Restate the listing in full, keeping every word as it is.

[Supplied data Boundary: Start]

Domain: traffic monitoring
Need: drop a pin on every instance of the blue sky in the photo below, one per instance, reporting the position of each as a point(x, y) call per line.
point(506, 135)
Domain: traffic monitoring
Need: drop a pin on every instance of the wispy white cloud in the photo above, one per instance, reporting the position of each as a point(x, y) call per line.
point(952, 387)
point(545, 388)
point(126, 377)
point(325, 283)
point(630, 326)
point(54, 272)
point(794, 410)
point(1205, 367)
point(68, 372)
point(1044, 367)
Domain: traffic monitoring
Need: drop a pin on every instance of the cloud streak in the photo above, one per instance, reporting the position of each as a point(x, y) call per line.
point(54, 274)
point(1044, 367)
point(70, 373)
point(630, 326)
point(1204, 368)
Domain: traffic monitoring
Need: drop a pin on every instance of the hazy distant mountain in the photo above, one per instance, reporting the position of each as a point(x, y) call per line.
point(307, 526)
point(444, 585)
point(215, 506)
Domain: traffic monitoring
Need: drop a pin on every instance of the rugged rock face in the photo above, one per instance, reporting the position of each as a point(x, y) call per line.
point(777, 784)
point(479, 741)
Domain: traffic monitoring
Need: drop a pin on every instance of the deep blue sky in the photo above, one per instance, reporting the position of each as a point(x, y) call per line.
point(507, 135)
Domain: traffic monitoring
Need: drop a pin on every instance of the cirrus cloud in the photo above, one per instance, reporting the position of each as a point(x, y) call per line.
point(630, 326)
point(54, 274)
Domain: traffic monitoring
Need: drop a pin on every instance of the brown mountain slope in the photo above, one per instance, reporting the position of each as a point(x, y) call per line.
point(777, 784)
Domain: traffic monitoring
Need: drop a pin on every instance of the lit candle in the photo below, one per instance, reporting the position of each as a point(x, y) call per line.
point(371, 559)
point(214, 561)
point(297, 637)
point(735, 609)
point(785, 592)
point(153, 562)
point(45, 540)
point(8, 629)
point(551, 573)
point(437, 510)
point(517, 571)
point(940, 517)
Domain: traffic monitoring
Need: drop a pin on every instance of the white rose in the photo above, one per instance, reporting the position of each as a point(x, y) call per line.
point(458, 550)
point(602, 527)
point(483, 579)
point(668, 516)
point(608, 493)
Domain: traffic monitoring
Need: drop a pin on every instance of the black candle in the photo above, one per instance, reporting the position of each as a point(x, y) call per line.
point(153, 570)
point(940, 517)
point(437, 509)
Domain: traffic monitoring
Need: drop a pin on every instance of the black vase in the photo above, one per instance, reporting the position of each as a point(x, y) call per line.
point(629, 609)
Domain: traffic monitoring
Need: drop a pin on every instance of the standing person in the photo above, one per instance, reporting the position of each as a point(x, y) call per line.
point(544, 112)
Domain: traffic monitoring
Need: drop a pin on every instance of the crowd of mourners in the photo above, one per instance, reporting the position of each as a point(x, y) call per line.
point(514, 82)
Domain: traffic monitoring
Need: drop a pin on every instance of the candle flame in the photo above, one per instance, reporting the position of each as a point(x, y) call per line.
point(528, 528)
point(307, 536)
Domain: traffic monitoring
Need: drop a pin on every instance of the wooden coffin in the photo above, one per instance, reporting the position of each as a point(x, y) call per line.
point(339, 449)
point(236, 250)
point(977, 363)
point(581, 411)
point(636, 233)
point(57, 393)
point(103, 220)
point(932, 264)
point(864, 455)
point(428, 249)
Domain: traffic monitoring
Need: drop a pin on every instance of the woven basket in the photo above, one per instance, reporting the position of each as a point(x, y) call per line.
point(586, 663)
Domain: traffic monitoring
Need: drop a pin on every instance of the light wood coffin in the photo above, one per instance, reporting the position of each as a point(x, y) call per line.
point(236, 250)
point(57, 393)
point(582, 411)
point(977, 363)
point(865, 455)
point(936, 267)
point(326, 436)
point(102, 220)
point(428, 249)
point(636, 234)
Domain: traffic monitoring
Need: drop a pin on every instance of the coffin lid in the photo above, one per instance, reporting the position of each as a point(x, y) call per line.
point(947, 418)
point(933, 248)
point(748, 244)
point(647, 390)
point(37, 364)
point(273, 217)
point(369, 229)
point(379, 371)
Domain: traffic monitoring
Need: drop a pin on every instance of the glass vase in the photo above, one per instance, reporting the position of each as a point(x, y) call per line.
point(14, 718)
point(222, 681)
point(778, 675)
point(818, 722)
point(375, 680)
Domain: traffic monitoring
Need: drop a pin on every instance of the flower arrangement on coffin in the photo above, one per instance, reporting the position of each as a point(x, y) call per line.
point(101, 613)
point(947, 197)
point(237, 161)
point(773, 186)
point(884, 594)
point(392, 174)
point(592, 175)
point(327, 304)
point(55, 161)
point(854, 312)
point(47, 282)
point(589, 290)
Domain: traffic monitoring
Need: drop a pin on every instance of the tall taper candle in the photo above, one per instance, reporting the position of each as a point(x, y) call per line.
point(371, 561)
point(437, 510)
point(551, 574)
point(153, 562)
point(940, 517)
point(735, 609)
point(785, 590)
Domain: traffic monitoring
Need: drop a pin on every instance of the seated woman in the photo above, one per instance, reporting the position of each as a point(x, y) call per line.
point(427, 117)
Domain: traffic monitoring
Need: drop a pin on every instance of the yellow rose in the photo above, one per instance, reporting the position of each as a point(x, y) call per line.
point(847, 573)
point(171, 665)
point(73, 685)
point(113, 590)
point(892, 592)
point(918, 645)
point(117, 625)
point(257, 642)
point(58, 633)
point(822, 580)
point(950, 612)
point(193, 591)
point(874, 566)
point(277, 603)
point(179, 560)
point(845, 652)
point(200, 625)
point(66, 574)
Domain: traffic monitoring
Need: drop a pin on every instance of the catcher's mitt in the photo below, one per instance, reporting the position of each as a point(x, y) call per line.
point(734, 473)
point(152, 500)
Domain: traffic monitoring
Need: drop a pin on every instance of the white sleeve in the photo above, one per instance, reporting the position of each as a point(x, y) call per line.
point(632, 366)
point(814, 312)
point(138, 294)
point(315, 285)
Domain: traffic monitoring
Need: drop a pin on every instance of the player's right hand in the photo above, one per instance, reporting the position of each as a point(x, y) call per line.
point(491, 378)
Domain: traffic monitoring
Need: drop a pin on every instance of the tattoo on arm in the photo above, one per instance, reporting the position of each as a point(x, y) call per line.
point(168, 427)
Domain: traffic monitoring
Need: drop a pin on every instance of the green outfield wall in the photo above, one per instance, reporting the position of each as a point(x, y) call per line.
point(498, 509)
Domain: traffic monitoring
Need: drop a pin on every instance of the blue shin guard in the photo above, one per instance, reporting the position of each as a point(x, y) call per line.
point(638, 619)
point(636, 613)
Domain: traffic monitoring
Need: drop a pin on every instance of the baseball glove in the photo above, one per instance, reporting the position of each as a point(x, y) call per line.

[Supplied data Boundary: End]

= Task output =
Domain: traffic monitoring
Need: drop a pin on every instance of the blue sky in the photo below, one per instance, reporting the position of each as a point(x, y) call per line.
point(506, 135)
Domain: traffic monitoring
Need: drop a pin on every instance of the wispy white cloud in the photo above, one per instance, reporting the position of each as a point(x, y) call per line.
point(952, 387)
point(545, 388)
point(126, 377)
point(325, 283)
point(630, 326)
point(54, 272)
point(794, 410)
point(1205, 367)
point(68, 372)
point(1044, 367)
Domain: traffic monitoring
Need: drop a pin on every instance of the cloud streak in the photo above, one per instance, reporting the position of each as a point(x, y) call per line.
point(54, 274)
point(1044, 367)
point(70, 373)
point(630, 326)
point(1204, 368)
Domain: traffic monitoring
Need: drop a pin on every instance of the hazy distant mountain in the photo above, one per instance, reporting the position of each as a point(x, y) call per line.
point(307, 526)
point(444, 585)
point(215, 506)
Domain: traffic monitoring
Need: drop a pin on every instance of the rugged rock face in the photo above, one per instance, reporting the position of each as a point(x, y) call per line.
point(777, 784)
point(479, 741)
Domain: traffic monitoring
Need: drop a pin on every instance of the deep blue sky in the photo above, one per instance, reporting the position of each as a point(x, y) call per line.
point(507, 135)
Domain: traffic monitoring
Need: drop a pin on every instance of the cirrus cloud in the photo above, one per instance, reporting the position of each as a point(x, y) call per line.
point(630, 326)
point(54, 274)
Domain: traffic monitoring
Need: drop a pin on every instance of the brown mountain slope in the photo above, one per instance, reporting the position of each as a point(x, y) call per line.
point(777, 784)
Domain: traffic monitoring
Need: drop a pin on every instance of the lit candle in the photo below, one per instance, reporting the position of each as a point(x, y) call per line.
point(371, 559)
point(214, 561)
point(297, 637)
point(735, 609)
point(785, 592)
point(153, 562)
point(45, 540)
point(8, 629)
point(551, 573)
point(437, 510)
point(517, 571)
point(940, 517)
Domain: traffic monitoring
Need: drop a pin on every instance of the white rose in the photo above, one per instance, reporting the position of each as a point(x, y) call per line.
point(458, 550)
point(602, 527)
point(483, 579)
point(668, 516)
point(608, 493)
Domain: traffic monitoring
Need: drop a pin on every instance of the black candle in the photo above, one per instance, reporting the position of each as a point(x, y) call per line.
point(153, 570)
point(940, 517)
point(437, 509)
Domain: traffic monitoring
Need: drop a pin on every instance of the black vase in the photo above, one per instance, reporting the position of each as a point(x, y) call per line.
point(629, 609)
Domain: traffic monitoring
Need: drop a pin on every instance of the standing person in the photo above, one per instance, reporting the position of each as a point(x, y) call per line.
point(544, 112)
Domain: traffic monitoring
Need: drop a pin on every instance of the crowd of mourners in the photo above, one per instance, reporting the position of each as a point(x, y) call per line.
point(514, 82)
Domain: traffic monitoring
Need: drop a pin on every instance of the candle flame in the photo above, one per instance, reporting the position of each as a point(x, y) call per line.
point(528, 528)
point(307, 536)
Domain: traffic monitoring
Need: drop a pin on every instance of the wooden coffin in the photo above, one per instance, reporting the position of each as a point(x, y) call per line.
point(339, 449)
point(236, 250)
point(977, 363)
point(581, 411)
point(636, 233)
point(57, 393)
point(103, 220)
point(932, 264)
point(864, 455)
point(428, 249)
Domain: traffic monitoring
Need: drop a pin on every instance of the woven basket in the photo above, one per instance, reporting the position of each as a point(x, y) call per line.
point(586, 663)
Domain: traffic monitoring
Need: drop a pin on every instance of the light wood coffin in the photo above, one per instance, reporting the position of each as a point(x, y) call per line.
point(236, 250)
point(57, 393)
point(582, 411)
point(977, 363)
point(865, 455)
point(936, 267)
point(326, 436)
point(102, 220)
point(428, 249)
point(636, 234)
Domain: traffic monitoring
Need: drop a pin on every instance of the coffin lid in the photo above, one per instance, reporting the position of each as a point(x, y) call per line.
point(947, 418)
point(933, 248)
point(748, 244)
point(647, 390)
point(37, 364)
point(273, 217)
point(369, 229)
point(379, 371)
Domain: traffic monitoring
Need: drop a pin on every instance of the glass vase in the photo above, one per instance, reporting the position of each as a point(x, y) call per line.
point(14, 718)
point(222, 681)
point(778, 675)
point(818, 722)
point(375, 680)
Domain: traffic monitoring
Need: drop a pin on every instance of the flower arrangement on coffin in the photo above, one per instance, reporting the position of each as a point(x, y) call per line.
point(101, 613)
point(947, 197)
point(237, 161)
point(773, 186)
point(884, 594)
point(392, 174)
point(592, 175)
point(327, 304)
point(55, 161)
point(854, 312)
point(47, 282)
point(589, 290)
Domain: traffic monitoring
Need: drop a pin on every instance of the tall taper candle in the photo above, one per instance, reporting the position of each as a point(x, y) call per line.
point(371, 561)
point(437, 510)
point(551, 574)
point(153, 562)
point(940, 517)
point(735, 609)
point(785, 590)
Domain: traffic monitoring
Need: drop a pin on every instance of the seated woman in the photo above, one per instance, reporting the position of each as a point(x, y) call per line.
point(427, 117)
Domain: traffic monitoring
Need: drop a pin on every instance of the yellow rose in the photo above, one per instance, reporting the position of each as a point(x, y) call per line.
point(847, 573)
point(171, 665)
point(73, 685)
point(113, 590)
point(892, 592)
point(918, 645)
point(117, 625)
point(257, 642)
point(58, 633)
point(822, 580)
point(950, 612)
point(193, 591)
point(874, 566)
point(277, 603)
point(179, 560)
point(845, 652)
point(200, 625)
point(66, 574)
Domain: traffic monitoring
Need: drop a pin on every instance of the catcher's mitt in the photo below, one per instance, reporting the position of each as a point(x, y) call per line.
point(734, 473)
point(152, 500)
Domain: traffic monitoring
Need: drop a pin on every instance of the white sleeve in the photo above, one per instance, reporting the position of each as a point(x, y) call per line.
point(632, 366)
point(814, 312)
point(138, 294)
point(315, 285)
Domain: traffic monitoring
Need: drop a pin on every instance of the player's right hand in the photo above, one per instance, reporting the position of each as a point(x, y) call per line.
point(491, 378)
Domain: traffic monitoring
Need: drop a pin on every instance of the tattoo on arm in the photo above, one per instance, reporting the position of each as a point(x, y) call per line.
point(168, 427)
Domain: traffic monitoring
Need: drop a pin on every instance of the green outfield wall in the photo above, one per instance, reporting the position of each as a point(x, y) call per line.
point(498, 509)
Domain: traffic monitoring
Need: drop a pin on every instance of the blue shin guard in the photo above, one per instance, reporting the position of each as a point(x, y) call per line.
point(638, 619)
point(636, 613)
Domain: traffic monitoring
Need: drop a pin on every instance of the baseball glove in the photo above, one per instance, reporting the position of each as a point(x, y) call per line.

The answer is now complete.